Could you copy every line from the start of the records through the line containing "[0,0,417,626]", shifting each bounding box coordinate up by 128 and leaving the other lines unchanged?

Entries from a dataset
────────────────

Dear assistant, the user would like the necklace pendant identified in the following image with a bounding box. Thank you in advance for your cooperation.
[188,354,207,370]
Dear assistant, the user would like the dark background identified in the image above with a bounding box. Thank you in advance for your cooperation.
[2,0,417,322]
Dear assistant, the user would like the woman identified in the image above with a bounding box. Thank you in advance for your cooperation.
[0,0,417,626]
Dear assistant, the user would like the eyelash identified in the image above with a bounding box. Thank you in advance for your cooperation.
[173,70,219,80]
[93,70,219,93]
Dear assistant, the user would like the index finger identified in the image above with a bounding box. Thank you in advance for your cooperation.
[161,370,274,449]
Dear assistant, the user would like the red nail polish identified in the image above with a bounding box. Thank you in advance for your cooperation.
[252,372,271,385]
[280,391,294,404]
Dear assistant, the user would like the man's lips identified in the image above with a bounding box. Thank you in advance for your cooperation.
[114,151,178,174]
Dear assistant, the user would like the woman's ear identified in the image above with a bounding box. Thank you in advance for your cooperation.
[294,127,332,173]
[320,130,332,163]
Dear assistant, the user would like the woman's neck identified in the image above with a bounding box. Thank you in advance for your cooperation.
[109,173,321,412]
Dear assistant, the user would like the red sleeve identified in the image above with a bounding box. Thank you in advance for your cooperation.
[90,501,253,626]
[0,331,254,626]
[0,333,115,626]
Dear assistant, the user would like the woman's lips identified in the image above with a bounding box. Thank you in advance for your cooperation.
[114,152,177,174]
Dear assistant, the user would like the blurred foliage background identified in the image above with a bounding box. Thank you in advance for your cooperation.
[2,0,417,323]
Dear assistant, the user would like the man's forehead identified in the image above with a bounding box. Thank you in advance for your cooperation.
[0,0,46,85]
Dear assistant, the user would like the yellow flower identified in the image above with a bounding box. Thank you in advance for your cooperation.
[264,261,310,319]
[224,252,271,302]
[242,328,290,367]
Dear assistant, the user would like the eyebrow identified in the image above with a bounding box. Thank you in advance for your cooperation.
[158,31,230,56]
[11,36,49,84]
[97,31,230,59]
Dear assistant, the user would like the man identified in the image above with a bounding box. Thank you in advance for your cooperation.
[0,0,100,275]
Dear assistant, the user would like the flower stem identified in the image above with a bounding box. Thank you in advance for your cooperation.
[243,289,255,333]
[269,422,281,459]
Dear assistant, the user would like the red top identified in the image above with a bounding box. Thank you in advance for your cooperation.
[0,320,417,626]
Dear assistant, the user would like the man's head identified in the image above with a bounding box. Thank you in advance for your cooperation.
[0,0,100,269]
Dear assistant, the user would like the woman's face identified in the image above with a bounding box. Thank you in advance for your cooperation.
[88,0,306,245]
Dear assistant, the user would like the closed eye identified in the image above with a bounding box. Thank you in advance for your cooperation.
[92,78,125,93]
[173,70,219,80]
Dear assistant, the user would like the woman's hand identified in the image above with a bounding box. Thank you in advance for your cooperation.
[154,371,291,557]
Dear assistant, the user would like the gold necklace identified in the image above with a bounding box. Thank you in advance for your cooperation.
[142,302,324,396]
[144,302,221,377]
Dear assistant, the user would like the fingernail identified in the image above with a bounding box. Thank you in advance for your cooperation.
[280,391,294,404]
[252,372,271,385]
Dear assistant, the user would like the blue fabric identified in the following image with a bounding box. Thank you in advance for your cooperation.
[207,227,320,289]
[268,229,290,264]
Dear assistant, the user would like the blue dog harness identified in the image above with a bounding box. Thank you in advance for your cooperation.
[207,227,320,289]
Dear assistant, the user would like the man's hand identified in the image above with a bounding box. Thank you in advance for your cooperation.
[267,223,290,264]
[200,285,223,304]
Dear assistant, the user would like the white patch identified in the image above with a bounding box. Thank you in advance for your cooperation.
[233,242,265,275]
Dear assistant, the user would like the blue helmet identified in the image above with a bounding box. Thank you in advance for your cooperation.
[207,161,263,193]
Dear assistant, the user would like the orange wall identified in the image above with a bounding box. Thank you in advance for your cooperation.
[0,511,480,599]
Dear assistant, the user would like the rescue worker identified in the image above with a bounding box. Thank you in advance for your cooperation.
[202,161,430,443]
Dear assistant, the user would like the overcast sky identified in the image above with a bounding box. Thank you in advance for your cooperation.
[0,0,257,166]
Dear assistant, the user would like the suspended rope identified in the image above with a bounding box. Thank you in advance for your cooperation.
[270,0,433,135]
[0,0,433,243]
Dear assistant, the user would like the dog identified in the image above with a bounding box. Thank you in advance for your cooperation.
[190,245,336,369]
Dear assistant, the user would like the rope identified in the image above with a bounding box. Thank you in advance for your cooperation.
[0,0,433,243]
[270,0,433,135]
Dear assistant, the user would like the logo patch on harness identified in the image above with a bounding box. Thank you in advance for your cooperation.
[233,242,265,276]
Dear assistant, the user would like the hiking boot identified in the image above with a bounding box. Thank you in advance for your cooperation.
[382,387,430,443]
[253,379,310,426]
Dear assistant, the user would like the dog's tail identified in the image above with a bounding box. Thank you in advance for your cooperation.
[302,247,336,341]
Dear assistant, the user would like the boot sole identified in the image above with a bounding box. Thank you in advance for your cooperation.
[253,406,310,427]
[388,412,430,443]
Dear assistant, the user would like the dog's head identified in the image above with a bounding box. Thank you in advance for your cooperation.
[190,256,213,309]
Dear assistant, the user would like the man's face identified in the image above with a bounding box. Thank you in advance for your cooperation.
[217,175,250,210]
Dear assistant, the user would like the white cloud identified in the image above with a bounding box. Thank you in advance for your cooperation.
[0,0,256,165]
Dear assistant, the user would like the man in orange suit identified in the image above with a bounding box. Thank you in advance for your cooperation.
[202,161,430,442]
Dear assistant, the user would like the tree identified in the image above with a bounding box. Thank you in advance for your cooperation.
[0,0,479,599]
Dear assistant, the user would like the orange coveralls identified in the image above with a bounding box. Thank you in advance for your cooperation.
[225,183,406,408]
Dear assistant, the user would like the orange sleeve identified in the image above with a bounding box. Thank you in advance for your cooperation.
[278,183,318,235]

────────────────

◆ ANSWER TO THE PROBLEM
Dear assistant, the user would like the necklace pendant identified in the following image with a bounding box. Thank you in advance for your cooperation.
[316,482,335,498]
Dear assistant, the user would like the dark background identified in the image above with a bounding box. Thank you in advance for your cooperation.
[130,128,545,450]
Dear assistant, the user would like the woman identified in the image above with a bounding box. Thank you in advance for your cooperation.
[128,128,545,754]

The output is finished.